* _Work instructions_
Answer these questions from the malaria text.
(a) How many days after being bitten may a person take to show symptoms?
(b) For how many years has malaria been affecting human beings?
(c) According to the WHO, what percentage of malaria fatalities in 2023 were children younger than five?
== Supplied text
Malaria: Background and History

Malaria is a life-threatening disease spread to humans through the bites of female mosquitoes infected with the Plasmodium parasite [WHO Malaria Factsheet]. Malaria is mostly found in tropical countries, particularly in sub-Saharan Africa, where it poses a significant public health challenge. The disease, although life threatening, is preventable and curable and does not spread from person to person.

Symptoms of Malaria

A person bitten by a malaria carrying mosquito may not show any symptoms until 8-15 days after being bitten. Symptoms of the disease can range from mild or severe, with mild symptoms often being mistaken for other illnesses:

• fever,
• chills
• nausea,
• vomiting,
• muscle pain,
• and headache.

As the disease progresses, severe symptoms may develop, severe symptoms include:

• fatigue,
• confusion,
• seizures,
• and difficulty breathing.

Those at high risk of severe infection leading to severe complications and/or death are babies, children under five years, pregnant women and girls, and people with HIV or AIDS. 

Overlap with Sickle Cell Disease

Malaria has been affecting human beings for over 5000 years [A Brief History of Malaria], and in that time the human body has developed ways to fight back. Sickle cell disease is a genetic disorder that affects the haemoglobin in red blood cells, causing them to assume a sickle shape [Verywell Health: Sickle Cell and Malaria: What’s the Link?] – think of the farm tool. This abnormal shape can lead to blockages in blood flow and various health complications. Interestingly, there is a significant overlap between regions with high malaria prevalence and those with high rates of sickle cell mutations. Read our previous blog: SDG3: Sickle Cell Disease and its Impact on the Black community to find out more.

The sickle cell trait, where an individual inherits one normal haemoglobin gene and one sickle cell gene, provides a protective advantage against malaria. This is because the sickle-shaped red blood cells are less hospitable to the malaria parasite, slowing their growth, thus reducing the severity of the infection [Medical News Today]. Decreased parasite growth also allows more time for the immune system to react to and destroy the infected red blood cells. This evolutionary adaptation explains the higher prevalence of Sickle Cell in malaria-endemic regions.

Effects on Babies

Malaria poses a severe threat to babies and young children, who are among the most vulnerable to the disease, accounting for a significant proportion of malaria-related deaths globally. According to the World Health Organisation  (WHO), children younger than five years accounted for 76% of fatalities due to malaria in 2023 [WHO Malaria Factsheet]. Babies can contract malaria through the bite of an infected mosquito or in the womb from their mothers. Symptoms in babies include high fever, chills, drowsiness, loss of appetite, and rapid breathing. If not treated promptly, malaria can lead to severe complications, and even death.

Diagnosis and Treatment

Fast and accurate diagnosis of malaria is important for effective treatment, especially for young children between ages one and five. When doctors diagnose based on symptoms alone, they often misdiagnose, leading to unnecessary treatments. This not only wastes medicine but can also make malaria parasites resistant to drugs over time.

There are three main ways to test for malaria. The first is by looking at symptoms like fevers and vomiting. WHOs Integrated Management of Children Illness (IMCI) created an algorithm to help doctors diagnose childhood diseases such as malaria based on symptoms, and this has helped improve diagnostic rates. However, many diseases in tropical areas cause similar symptoms, so this method is not reliable.
====
== Extracted records
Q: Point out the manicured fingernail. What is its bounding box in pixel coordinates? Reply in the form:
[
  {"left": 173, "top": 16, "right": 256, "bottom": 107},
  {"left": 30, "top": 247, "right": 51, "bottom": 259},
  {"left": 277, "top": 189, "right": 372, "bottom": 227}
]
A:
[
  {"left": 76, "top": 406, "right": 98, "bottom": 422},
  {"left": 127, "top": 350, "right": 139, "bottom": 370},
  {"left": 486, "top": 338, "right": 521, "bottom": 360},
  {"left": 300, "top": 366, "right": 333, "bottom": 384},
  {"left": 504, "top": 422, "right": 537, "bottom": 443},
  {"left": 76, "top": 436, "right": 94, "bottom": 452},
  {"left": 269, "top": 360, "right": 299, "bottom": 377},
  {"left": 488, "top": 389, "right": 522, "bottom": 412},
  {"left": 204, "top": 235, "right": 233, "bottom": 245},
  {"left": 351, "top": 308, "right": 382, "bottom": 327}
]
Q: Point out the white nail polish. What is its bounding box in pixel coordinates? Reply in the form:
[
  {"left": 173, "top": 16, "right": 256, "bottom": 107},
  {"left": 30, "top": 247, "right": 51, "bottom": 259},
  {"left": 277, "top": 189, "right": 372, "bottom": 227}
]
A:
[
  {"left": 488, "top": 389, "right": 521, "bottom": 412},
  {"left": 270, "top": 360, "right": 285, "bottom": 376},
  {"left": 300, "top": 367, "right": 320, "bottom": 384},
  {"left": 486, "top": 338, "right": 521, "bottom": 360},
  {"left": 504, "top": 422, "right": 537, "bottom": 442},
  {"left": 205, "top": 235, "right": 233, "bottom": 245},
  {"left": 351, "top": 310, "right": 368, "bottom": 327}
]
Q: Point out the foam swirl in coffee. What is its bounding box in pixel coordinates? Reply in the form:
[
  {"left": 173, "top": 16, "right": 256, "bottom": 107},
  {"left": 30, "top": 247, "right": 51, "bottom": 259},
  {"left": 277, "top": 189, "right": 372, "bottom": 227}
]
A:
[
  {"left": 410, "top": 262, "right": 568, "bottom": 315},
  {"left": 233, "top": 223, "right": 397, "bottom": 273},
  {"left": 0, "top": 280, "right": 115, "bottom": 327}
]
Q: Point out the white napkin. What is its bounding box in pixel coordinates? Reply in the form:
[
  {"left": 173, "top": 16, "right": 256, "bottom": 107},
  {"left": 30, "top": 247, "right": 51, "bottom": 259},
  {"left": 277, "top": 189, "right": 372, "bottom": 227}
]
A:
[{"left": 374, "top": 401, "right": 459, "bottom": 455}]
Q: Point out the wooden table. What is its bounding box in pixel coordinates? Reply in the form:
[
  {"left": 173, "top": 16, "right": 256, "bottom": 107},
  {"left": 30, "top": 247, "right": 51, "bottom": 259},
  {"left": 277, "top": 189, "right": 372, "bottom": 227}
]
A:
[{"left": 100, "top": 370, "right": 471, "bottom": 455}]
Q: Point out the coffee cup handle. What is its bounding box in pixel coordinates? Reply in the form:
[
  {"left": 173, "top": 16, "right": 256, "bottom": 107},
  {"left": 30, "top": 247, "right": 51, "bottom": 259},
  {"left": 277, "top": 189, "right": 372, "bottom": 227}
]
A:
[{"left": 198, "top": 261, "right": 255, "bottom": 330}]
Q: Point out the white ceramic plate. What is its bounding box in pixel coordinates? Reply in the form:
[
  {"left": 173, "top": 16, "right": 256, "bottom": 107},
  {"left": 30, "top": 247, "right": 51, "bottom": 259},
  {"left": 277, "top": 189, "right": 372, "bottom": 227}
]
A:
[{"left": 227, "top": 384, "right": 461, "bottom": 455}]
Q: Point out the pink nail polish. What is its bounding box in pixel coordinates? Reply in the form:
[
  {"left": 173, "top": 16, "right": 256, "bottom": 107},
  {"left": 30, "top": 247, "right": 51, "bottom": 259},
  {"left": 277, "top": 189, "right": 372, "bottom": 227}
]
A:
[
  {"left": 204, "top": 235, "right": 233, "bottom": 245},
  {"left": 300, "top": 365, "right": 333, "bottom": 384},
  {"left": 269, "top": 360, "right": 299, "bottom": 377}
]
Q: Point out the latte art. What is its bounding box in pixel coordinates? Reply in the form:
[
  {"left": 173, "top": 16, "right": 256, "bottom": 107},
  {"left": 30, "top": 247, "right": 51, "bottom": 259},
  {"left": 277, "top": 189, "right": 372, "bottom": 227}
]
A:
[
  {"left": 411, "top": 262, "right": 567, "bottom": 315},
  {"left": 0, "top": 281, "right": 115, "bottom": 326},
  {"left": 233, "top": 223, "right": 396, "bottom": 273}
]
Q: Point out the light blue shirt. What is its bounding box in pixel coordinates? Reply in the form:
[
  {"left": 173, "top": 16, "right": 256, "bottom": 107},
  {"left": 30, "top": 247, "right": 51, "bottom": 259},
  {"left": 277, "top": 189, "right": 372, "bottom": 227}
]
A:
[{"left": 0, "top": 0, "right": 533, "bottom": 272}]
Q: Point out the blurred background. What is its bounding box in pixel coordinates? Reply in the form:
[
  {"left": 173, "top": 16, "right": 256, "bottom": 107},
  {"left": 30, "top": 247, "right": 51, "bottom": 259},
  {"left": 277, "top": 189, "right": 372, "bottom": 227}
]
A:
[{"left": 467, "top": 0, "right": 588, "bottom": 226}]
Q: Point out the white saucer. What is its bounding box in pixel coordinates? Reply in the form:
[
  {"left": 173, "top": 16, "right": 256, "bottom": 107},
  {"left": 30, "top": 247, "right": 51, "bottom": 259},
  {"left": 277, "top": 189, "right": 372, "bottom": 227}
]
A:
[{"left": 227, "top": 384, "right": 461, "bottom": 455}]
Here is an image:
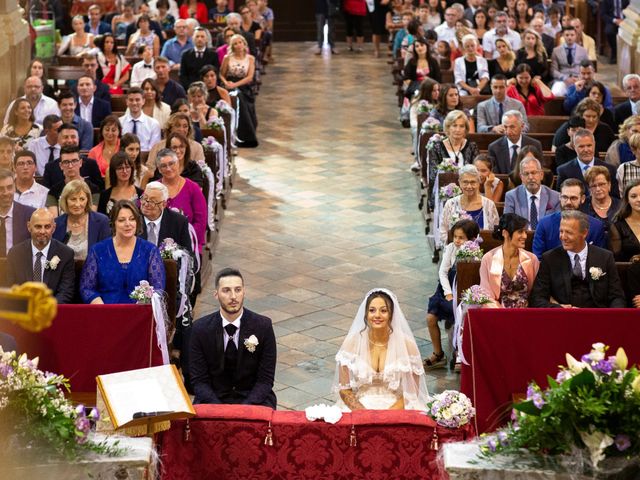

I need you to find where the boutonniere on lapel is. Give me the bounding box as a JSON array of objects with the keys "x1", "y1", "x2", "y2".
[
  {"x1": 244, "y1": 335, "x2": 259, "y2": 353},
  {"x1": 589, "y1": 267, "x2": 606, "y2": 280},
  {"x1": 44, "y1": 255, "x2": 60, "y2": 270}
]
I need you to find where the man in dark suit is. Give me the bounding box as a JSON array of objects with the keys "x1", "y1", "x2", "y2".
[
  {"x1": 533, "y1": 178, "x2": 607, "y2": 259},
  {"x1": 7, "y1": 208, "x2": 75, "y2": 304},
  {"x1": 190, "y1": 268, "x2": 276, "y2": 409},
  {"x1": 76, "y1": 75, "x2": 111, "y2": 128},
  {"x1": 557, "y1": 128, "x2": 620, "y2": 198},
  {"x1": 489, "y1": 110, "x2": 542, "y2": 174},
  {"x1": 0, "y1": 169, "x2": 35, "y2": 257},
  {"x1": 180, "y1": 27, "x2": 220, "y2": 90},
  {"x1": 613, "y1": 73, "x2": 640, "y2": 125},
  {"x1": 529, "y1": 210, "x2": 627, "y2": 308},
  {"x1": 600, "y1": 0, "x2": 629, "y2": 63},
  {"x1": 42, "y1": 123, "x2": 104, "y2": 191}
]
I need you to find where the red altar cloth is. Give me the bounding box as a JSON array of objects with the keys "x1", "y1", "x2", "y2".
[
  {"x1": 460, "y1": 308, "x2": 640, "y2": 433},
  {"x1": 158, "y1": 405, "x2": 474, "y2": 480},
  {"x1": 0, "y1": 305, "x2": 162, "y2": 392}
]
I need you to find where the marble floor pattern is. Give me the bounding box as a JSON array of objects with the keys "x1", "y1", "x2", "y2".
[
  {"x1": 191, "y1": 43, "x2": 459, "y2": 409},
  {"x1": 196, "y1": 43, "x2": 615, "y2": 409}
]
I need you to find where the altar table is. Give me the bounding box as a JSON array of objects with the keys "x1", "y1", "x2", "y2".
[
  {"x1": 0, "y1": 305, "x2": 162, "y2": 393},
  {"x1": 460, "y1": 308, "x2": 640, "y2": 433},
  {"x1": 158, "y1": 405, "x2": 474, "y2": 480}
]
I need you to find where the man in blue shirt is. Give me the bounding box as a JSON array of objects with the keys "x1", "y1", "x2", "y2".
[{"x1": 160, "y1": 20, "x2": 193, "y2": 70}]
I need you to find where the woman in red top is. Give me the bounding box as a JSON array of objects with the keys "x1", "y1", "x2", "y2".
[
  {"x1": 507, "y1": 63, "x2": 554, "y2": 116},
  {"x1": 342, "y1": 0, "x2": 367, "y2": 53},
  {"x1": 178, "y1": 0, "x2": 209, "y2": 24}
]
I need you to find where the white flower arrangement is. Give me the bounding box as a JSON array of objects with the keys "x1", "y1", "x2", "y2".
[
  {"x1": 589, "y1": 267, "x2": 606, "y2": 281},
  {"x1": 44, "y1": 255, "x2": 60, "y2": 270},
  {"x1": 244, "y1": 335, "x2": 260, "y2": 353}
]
====
* _Response below_
(a) 8-15 days
(b) Over 5000 years
(c) 76%